### Some records
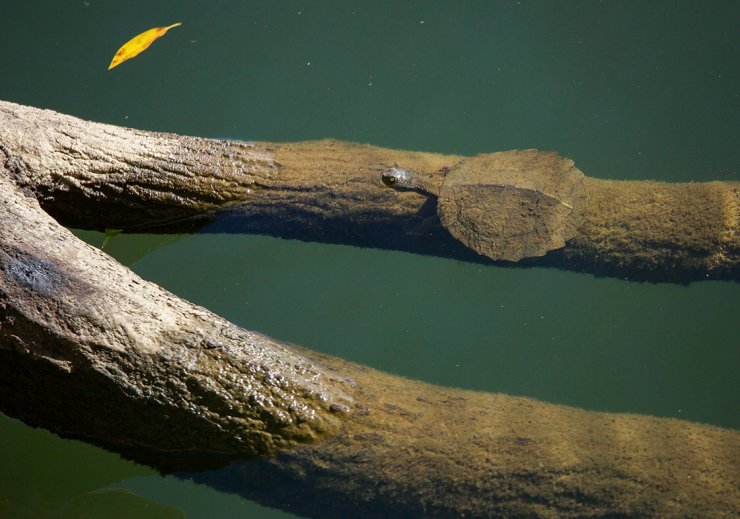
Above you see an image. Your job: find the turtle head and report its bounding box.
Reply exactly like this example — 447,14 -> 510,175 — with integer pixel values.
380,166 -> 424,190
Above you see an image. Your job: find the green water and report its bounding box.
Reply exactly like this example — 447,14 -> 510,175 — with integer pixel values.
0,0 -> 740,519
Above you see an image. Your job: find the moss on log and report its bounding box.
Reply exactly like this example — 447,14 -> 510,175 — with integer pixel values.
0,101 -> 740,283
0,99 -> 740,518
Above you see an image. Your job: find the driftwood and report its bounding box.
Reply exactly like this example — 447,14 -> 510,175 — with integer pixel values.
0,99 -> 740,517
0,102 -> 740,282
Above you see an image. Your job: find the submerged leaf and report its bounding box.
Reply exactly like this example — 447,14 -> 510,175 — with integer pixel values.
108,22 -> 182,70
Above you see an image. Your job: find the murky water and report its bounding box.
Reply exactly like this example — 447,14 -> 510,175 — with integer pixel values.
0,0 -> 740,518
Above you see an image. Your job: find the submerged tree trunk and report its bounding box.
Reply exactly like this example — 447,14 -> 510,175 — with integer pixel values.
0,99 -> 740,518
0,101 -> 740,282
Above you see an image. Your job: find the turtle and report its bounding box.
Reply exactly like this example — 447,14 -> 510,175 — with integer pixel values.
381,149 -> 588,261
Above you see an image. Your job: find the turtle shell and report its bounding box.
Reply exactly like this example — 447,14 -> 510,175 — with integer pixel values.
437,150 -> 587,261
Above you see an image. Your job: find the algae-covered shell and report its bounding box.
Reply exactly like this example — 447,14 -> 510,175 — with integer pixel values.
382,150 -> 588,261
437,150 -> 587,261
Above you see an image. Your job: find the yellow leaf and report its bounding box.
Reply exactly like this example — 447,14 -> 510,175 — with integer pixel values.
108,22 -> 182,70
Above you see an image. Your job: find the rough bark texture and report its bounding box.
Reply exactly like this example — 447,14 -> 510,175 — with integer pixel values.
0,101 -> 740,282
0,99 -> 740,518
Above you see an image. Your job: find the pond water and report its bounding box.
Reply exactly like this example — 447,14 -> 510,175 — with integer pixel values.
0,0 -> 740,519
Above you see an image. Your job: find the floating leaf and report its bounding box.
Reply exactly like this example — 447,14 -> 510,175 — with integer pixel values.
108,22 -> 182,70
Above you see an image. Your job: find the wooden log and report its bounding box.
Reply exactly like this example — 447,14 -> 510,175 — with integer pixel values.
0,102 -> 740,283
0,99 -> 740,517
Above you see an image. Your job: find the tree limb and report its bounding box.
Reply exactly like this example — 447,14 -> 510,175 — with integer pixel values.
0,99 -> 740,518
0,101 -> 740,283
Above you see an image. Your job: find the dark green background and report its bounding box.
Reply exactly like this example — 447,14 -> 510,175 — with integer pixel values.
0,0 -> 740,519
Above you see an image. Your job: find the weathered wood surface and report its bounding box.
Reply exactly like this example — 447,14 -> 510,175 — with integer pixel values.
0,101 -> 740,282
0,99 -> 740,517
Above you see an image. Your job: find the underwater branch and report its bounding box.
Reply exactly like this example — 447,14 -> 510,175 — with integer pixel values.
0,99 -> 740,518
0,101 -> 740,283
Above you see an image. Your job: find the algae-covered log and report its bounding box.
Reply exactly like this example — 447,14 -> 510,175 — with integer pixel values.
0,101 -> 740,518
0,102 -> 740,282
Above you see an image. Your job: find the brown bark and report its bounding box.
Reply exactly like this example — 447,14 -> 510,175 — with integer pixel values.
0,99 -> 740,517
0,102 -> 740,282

### Do this
Copy out every one of the records above word for word, leaving out the pictures.

### Exercise response
Above you see an image. Your job: find the turtle head and report its bounding box.
Reply exactly like this example — 447,14 -> 510,175 — with integer pixel values.
380,166 -> 424,190
Above you see an image. Your job: find the green water and report its bounding box.
Reply exactly like this example — 447,14 -> 510,175 — with integer pixel values.
0,0 -> 740,519
Above you see an image. Your job: find the moss on log and report its bounding box.
Reply exactly like this example — 447,14 -> 510,175 — with integer pixel values.
0,101 -> 740,283
0,99 -> 740,518
Above you see an image. Your job: find the driftwood and report its bounding box.
Reply exactly like this example — 447,14 -> 510,175 — with integer pixel values.
0,99 -> 740,517
0,102 -> 740,282
Above you see an image. Your job: find the submerged leaf and report its bounding box.
Reply exactly like this example — 447,14 -> 510,175 — with integer pixel values.
108,22 -> 182,70
Above you see an image. Your job: find the murky water and report its bounding box.
Reply exactly like this example — 447,14 -> 510,175 — with integer pixel values.
0,0 -> 740,518
Above you see an image. Your job: find the submerged tree trunk and report its bounding box.
Reply exactly like this example — 447,14 -> 510,175 — with integer pixel values.
0,99 -> 740,518
0,101 -> 740,282
Above you see an image. Your job: find the turtle and report its bounding box.
Reply exactly like this example — 447,14 -> 510,175 — with integer pixel values.
381,149 -> 588,261
Above you see an image. Your job: find the turtle shell and report its bounding box.
Reply exactly like this example — 447,14 -> 510,175 — with integer pixel values.
437,150 -> 587,261
Above you see an image. Your job: find the algae-covered shell and report its bounding box.
Reply exactly like this example — 447,14 -> 510,175 — with integer pixel values.
382,150 -> 588,261
437,150 -> 587,261
Above you see an image. Your job: find the yellow leaf and report its bounding box.
Reply exactly like this example — 447,14 -> 510,175 — with integer pixel values.
108,22 -> 182,70
Above you see an image. Your job: find the rough bark texture and report its bounding box.
Reply exactly like this example — 447,14 -> 510,175 — with integer pixel values.
0,101 -> 740,282
0,99 -> 740,518
Above you see an image. Your job: find the pond water and report its bounding box.
Reply exactly like this example — 447,14 -> 510,175 — with integer pixel values.
0,0 -> 740,519
Above you see an image. Your job: find the floating leaf and report its bounding box.
Reply exactly like this example — 447,14 -> 510,175 — with integer pixel values.
108,22 -> 182,70
Above you see an image. Your job: find the wooden log and report its bounding box.
Reply exactly like this example — 447,14 -> 510,175 — with integer pixel values.
0,102 -> 740,283
0,99 -> 740,517
Above you see an image. Your job: find the tree limb and report its bounding box.
Reply exactly like this example — 447,14 -> 510,175 — with integer pixel values.
0,99 -> 740,518
0,101 -> 740,283
Above you see an image. Your job: find the dark green background and report its bounding box.
Reply exactly like this example — 447,14 -> 510,175 — with integer pixel values.
0,0 -> 740,519
Above you see an image. Your job: find the weathered wood surface and report its bounding box.
Reply exactly like this example — 447,14 -> 510,175 — with integer pixel values.
0,101 -> 740,282
0,99 -> 740,517
Above you see an image. Your job: find the underwater branch and report its bounding box.
Reply exactly like this example — 447,14 -> 510,175 — with integer pixel values.
0,99 -> 740,518
0,101 -> 740,283
Above you see an image. Your job: find the algae-covered log and report its bounding box.
Reply exactly like this example — 447,14 -> 510,175 — with integer pixel values.
0,101 -> 740,518
0,102 -> 740,282
Above you see an image. Your job: find the brown bark and report its bounding box.
Reply exactly like this example — 447,14 -> 510,175 — with integer pixel values.
0,99 -> 740,517
0,102 -> 740,282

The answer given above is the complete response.